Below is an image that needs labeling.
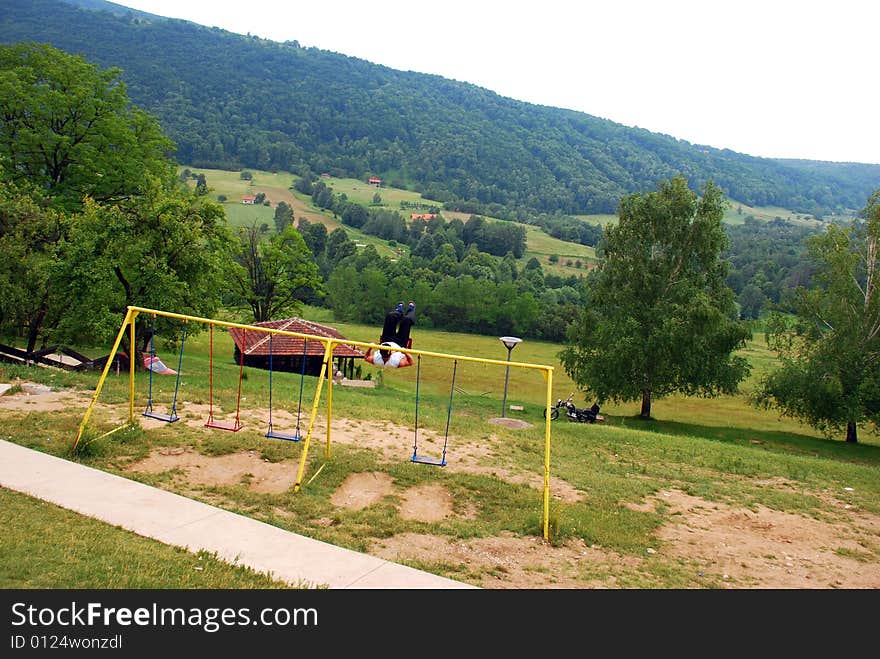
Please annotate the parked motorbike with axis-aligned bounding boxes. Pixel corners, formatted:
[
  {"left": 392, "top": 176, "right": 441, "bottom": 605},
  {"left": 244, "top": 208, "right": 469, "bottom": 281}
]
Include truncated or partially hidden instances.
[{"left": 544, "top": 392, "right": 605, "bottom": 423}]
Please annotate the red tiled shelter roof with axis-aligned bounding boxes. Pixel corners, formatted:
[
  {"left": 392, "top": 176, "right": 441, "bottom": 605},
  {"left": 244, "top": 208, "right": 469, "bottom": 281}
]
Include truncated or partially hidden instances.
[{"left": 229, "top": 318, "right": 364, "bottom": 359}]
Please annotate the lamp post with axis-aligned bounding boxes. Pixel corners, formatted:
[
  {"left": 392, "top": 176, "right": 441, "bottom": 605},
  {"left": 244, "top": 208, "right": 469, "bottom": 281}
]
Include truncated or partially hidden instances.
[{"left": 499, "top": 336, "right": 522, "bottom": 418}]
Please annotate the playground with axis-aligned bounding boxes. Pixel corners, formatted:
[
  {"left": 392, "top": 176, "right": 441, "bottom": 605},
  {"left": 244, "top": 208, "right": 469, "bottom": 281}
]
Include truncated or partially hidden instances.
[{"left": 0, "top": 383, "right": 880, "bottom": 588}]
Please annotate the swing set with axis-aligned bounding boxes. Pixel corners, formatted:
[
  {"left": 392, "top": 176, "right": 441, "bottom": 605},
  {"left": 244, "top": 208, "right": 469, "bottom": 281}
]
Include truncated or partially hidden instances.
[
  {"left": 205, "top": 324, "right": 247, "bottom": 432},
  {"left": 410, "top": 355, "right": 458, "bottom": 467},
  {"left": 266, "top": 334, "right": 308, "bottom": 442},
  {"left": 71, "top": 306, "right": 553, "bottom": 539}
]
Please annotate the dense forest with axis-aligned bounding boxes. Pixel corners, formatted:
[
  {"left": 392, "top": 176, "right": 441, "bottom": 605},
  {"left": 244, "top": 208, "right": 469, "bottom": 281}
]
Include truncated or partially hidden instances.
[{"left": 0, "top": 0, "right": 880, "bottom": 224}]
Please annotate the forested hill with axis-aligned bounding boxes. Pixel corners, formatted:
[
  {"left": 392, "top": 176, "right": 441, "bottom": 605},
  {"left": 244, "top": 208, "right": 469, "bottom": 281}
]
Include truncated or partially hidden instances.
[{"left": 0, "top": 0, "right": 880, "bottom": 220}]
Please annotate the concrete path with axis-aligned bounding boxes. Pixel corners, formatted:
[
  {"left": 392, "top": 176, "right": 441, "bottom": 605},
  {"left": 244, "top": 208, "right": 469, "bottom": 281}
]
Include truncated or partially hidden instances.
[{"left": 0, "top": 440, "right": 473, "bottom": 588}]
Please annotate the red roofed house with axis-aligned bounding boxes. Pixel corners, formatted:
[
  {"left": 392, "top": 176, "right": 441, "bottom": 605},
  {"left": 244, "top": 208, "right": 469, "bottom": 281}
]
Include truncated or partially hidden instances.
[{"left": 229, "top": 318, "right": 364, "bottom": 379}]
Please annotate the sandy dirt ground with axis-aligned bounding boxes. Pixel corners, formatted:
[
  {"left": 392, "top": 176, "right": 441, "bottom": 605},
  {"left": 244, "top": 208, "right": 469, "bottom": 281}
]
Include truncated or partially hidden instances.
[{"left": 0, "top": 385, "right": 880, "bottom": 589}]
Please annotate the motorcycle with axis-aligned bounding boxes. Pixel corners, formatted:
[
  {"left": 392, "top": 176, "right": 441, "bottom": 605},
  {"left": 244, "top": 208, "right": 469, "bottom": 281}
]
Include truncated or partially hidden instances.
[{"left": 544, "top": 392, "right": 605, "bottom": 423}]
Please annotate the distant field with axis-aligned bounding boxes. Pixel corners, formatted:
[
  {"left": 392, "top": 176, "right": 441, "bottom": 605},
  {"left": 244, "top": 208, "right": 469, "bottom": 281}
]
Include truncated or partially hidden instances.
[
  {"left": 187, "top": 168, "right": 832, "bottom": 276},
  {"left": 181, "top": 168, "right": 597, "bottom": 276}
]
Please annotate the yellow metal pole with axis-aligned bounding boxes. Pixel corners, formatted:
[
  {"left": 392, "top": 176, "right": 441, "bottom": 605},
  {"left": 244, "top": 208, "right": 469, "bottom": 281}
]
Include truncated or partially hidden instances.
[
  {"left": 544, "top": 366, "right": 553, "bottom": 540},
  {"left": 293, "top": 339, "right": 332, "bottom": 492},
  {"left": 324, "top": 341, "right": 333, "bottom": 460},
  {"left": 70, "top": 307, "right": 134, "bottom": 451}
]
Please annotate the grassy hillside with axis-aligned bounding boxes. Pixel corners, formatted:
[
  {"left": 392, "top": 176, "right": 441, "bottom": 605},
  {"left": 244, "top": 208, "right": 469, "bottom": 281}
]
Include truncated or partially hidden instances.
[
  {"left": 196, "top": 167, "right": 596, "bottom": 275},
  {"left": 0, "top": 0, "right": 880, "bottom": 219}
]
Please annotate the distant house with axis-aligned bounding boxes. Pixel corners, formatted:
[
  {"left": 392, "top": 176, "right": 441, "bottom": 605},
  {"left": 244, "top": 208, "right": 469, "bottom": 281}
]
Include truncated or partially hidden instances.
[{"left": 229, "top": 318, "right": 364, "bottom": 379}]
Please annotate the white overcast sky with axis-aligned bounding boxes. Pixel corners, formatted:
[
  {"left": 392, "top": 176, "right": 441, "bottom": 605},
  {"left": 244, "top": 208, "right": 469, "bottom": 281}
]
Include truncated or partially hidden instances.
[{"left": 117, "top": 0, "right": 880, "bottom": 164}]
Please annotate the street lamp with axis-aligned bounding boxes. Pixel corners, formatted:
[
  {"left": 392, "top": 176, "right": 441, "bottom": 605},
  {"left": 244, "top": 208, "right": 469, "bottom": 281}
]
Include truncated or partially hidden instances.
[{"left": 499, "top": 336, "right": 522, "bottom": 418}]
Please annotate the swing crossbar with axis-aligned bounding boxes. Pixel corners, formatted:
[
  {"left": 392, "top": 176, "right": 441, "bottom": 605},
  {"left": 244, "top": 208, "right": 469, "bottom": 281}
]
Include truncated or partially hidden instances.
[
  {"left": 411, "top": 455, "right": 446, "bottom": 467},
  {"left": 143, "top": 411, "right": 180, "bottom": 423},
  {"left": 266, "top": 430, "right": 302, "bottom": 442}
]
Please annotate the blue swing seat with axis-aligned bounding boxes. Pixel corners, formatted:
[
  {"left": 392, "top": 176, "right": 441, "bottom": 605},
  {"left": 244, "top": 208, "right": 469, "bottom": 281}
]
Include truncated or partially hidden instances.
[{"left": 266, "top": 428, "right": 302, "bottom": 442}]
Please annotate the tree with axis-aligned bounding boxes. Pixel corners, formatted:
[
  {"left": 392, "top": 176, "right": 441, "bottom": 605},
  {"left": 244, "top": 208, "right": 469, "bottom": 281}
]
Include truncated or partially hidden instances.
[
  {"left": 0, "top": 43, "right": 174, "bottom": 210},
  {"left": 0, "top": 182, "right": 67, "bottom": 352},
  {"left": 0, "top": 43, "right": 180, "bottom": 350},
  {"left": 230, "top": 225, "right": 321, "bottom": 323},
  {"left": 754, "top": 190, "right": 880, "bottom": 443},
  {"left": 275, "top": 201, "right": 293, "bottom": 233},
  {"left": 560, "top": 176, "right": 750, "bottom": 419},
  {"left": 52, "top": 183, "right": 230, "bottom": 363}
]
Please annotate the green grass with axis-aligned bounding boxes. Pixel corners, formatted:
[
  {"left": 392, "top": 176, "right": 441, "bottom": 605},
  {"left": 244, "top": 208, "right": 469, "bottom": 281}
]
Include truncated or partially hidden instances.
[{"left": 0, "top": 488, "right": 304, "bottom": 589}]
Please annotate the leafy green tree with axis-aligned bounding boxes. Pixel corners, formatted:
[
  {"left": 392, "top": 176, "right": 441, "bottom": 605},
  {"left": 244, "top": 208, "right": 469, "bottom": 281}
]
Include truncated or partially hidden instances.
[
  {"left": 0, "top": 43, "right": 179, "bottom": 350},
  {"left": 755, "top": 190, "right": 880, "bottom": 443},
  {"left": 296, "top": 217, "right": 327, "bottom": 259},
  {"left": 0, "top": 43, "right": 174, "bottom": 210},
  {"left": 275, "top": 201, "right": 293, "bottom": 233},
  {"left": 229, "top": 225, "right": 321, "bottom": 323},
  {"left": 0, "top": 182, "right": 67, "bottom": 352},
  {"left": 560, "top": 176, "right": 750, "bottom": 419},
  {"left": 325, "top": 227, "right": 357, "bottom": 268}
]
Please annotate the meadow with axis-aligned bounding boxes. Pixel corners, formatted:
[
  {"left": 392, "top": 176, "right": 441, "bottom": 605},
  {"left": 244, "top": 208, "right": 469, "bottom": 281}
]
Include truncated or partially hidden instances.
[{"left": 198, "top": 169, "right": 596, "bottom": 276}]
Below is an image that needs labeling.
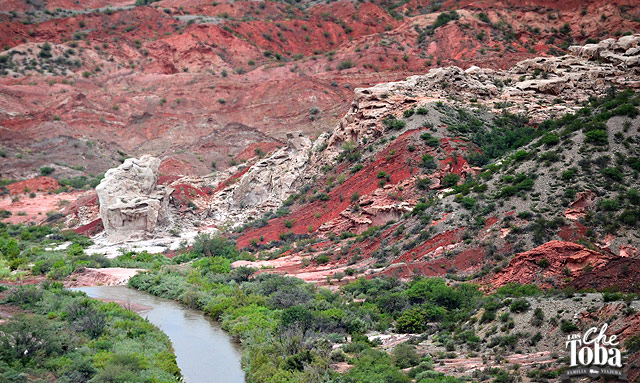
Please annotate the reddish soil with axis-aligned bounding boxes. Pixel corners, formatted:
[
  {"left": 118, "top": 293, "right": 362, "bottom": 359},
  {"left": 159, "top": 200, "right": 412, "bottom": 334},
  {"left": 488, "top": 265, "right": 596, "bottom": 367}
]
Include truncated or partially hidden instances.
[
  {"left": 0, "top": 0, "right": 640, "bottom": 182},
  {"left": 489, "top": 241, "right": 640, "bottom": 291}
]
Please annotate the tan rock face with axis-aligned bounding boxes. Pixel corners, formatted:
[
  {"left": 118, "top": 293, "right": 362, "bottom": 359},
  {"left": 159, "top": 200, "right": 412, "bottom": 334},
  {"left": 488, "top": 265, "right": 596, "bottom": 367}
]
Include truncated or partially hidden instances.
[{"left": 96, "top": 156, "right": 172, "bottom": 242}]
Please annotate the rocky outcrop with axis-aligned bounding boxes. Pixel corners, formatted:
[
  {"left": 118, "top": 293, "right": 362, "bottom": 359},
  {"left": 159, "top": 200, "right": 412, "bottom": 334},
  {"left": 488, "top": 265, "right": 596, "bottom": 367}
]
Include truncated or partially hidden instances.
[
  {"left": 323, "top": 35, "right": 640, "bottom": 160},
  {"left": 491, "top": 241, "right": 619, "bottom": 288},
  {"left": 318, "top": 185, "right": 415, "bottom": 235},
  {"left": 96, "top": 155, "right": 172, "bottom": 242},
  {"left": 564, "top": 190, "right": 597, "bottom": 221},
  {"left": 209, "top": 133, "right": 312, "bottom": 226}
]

---*---

▶ Task brief:
Everything from the line containing "Please annotate the tan" to the last line of the entries above should be quoted exactly, and only that.

▶ Expected answer:
Please annotate the tan rock face with axis-aligned bounding boxes. Pixel corners, formatted:
[
  {"left": 118, "top": 293, "right": 362, "bottom": 359},
  {"left": 159, "top": 200, "right": 412, "bottom": 334},
  {"left": 488, "top": 265, "right": 596, "bottom": 367}
]
Include truncated or partially hidden instances.
[{"left": 96, "top": 156, "right": 172, "bottom": 242}]
Please annotate the rocky outcrop with axis-aligned bounding boxes. Pixel corners, formatted:
[
  {"left": 118, "top": 293, "right": 362, "bottom": 359},
  {"left": 159, "top": 200, "right": 412, "bottom": 334},
  {"left": 488, "top": 265, "right": 596, "bottom": 367}
]
Include truncated or partially hidden instances.
[
  {"left": 323, "top": 35, "right": 640, "bottom": 160},
  {"left": 491, "top": 241, "right": 619, "bottom": 288},
  {"left": 318, "top": 185, "right": 415, "bottom": 235},
  {"left": 96, "top": 155, "right": 172, "bottom": 242},
  {"left": 564, "top": 190, "right": 597, "bottom": 221},
  {"left": 209, "top": 133, "right": 312, "bottom": 226}
]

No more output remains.